> _Consigna A_:
Indica si cada afirmación concuerda con el texto sobre el hambre y justifica tu respuesta con una cita literal de ese texto: (i) cinco sextas partes de la Humanidad carecen de lo más mínimo; (ii) en este caso, el silencio resulta rentable; (iii) las organizaciones no gubernamentales agravan las consecuencias de la avaricia de unos pocos.
> _Consigna B_:
Contesta las siguientes preguntas a partir del texto sobre el hambre, en una línea para cada una:
(i) ¿Dónde acaban bastantes recursos malgastados todos los días?
(ii) Además de los cuidados que implican la cura, ¿de qué tipo pueden ser los cuidados que menciona el texto para determinadas enfermedades?
(iii) Según el último párrafo, ¿qué dos cosas, junto al silencio, a veces tampoco son rentables?
> _Consigna C_:
Prosigue el texto sobre el hambre en el siglo XXI a partir de su última oración.

> _Texto para revisar_:
────────────────────────────────────────

Es infame que hoy en día, en pleno siglo XXI, sigan muriendo de hambre miles, millones de personas. Es tremendo que suceda, que no pongamos remedio colectivo, con tantos avances como nos rodean. Es trágico que la Parca siga devastando con la lentitud y la agonía propias de ese ser del Apocalipsis que nos retrató algún evangelista y/o iluminado. Debemos interpretarlo como un hecho vergonzante, como también debemos observar y catalogar como una maldición el hecho de la tolerancia que cada uno desde su atalaya, desde su responsabilidad, ejerza desde un mal llamado Primer Mundo.
Hay demasiada asimetría en un universo de desiguales, donde lo que a unos falta a otros sobra o bien mal utilizan. Bastantes recursos son malgastados todos los días para acabar en un basurero. Sobreexplotamos para eso. Es la locura del consumismo, que, por excesivo, produce más de la cuenta para tirar más de lo aceptable, para que, como resultado de todo ello, carezcan de lo más mínimo cinco sextas partes de la Humanidad. No es entendible.
Si hay algo (hay más cosas) que no se comprende en el Siglo XXI es el hambre, como tampoco es de recibo esa vileza de que haya ciudadanos y ciudadanas de segunda, tercera, cuarta o quinta clase a la hora de afrontar y sufrir determinadas enfermedades, para las que hay cuidados que implican su cura o, por lo menos, son de tipo paliativo. No hay derecho a que esto acontezca.
Conviene, ante esto, que reseñemos la labor de multitud de organizaciones no gubernamentales que tratan de contener en lo posible esas consecuencias de la avaricia de unos pocos. Es claro que no ayuda el silencio de un porcentaje mucho mayor. El silencio nunca es rentable, y, en este caso, aún menos. A veces las frías estadísticas tampoco, ni el amarillismo.

────────────────────────────────────────

> _Datos registrados_:
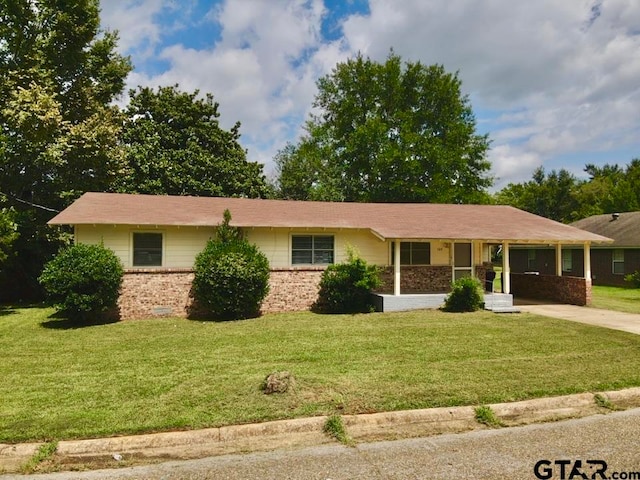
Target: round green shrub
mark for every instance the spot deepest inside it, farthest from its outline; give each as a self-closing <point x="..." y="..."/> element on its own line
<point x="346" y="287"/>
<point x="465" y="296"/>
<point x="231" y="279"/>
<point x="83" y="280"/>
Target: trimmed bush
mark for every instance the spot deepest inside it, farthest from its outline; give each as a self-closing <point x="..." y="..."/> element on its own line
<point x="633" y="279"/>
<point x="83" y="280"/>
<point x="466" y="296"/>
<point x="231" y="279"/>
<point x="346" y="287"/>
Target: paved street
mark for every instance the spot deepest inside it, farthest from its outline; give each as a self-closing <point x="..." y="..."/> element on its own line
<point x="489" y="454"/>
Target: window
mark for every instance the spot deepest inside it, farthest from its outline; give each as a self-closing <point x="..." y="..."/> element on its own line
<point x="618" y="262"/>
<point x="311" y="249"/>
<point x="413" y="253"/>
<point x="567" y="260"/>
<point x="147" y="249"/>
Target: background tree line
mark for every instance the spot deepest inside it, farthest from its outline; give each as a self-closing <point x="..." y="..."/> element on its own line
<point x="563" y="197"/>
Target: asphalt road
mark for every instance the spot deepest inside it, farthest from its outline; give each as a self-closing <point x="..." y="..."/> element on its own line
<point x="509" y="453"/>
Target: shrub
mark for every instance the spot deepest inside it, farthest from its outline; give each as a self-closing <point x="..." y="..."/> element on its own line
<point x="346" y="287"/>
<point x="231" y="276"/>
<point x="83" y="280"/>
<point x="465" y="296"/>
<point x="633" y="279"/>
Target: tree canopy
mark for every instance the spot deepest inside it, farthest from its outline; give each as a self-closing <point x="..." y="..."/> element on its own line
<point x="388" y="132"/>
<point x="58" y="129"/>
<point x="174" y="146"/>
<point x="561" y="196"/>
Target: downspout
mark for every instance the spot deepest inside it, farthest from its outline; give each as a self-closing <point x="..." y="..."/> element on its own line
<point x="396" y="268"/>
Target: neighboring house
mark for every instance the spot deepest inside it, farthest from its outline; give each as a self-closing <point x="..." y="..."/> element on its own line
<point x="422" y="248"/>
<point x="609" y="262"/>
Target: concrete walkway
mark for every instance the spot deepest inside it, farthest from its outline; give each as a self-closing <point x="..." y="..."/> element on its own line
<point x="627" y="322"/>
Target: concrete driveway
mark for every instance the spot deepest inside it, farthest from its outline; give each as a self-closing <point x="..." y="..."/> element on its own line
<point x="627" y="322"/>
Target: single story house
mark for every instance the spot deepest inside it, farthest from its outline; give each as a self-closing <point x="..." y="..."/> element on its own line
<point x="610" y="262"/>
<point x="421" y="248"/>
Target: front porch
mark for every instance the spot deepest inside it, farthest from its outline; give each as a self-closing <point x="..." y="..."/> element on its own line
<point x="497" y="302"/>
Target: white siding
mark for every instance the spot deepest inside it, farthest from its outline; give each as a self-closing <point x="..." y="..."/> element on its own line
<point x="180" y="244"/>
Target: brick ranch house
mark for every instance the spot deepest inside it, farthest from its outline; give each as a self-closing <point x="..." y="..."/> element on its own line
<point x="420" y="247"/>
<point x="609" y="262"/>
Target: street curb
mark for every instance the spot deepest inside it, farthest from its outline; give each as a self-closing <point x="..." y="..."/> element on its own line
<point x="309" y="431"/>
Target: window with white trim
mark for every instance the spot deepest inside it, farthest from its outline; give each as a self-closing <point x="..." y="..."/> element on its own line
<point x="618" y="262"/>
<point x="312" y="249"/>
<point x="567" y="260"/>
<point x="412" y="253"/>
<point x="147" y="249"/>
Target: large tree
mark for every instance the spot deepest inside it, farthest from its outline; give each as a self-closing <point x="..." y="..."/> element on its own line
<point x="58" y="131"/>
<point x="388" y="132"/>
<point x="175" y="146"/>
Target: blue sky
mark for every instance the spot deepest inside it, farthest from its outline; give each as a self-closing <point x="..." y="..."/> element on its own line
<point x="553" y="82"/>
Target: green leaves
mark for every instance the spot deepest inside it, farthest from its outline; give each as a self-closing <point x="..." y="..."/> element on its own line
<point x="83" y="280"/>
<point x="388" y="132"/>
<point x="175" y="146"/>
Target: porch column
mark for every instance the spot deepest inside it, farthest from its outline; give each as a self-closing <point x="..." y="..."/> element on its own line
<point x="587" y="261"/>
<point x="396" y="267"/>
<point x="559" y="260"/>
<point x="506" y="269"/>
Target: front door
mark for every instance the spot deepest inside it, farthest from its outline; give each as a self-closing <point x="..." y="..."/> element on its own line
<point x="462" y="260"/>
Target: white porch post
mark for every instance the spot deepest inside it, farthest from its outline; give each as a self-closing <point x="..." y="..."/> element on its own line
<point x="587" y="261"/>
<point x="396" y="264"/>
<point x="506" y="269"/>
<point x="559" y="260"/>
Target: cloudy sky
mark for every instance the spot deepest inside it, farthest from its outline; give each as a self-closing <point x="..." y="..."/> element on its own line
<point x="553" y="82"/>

────────────────────────────────────────

> _Respuesta escrita A_:
(i) Sí: «carezcan de lo más mínimo cinco sextas partes de la Humanidad».
(ii) No: «El silencio nunca es rentable, y, en este caso, aún menos».
(iii) No: «tratan de contener en lo posible esas consecuencias de la avaricia de unos pocos».

> _Respuesta escrita B_:
(i) En un basurero.
(ii) De tipo paliativo.
(iii) Las frías estadísticas y el amarillismo.

> _Respuesta escrita C_:
No se trata de mostrar las consecuencias, sino de indagar sobre las causas, sobre los orígenes. Hemos de evitar el morbo e ir a las raíces de los problemas de que algunos no tengan lo indispensable. Tomemos cartas en el asunto, por favor, y desde la responsabilidad educativa, que a todos nos hace iguales en oportunidades, en derechos, al tiempo que nos permite confraternizar.
No ofendamos
Por si esto fuera poco, miles de recursos energéticos, miles de toneladas de elementos que polucionan nos infectan un planeta azul que cada vez es menos azul por la acción de unas sociedades que miran por encima del hombro a los que protestan, y tienen respuestas de inacción ante lo que acontece, especialmente grave ahora, y que lo será todavía más, por acumulación de efectos, dentro de unos años.
Es difícilmente explicable que haya tantos seres humanos, compatriotas nuestros de la Tierra que vivan en la ofensa, en la ignorancia, en la dejadez de quienes pueden decidir y lo hacen con egoísmo. No constatamos a esos últimos hasta que los vemos en forma de alguien conocido. A menudo también detectamos situaciones de carestía en nuestros entornos. Entonces nos damos cuenta de que, por las razones que sean, todos podemos estar en una textura de necesidad y contemplarnos en la tesitura de pedir para que otros den, que es una máxima muy cristiana. La fragilidad es común a los mortales. No la advertimos cuando todo marcha más o menos bien.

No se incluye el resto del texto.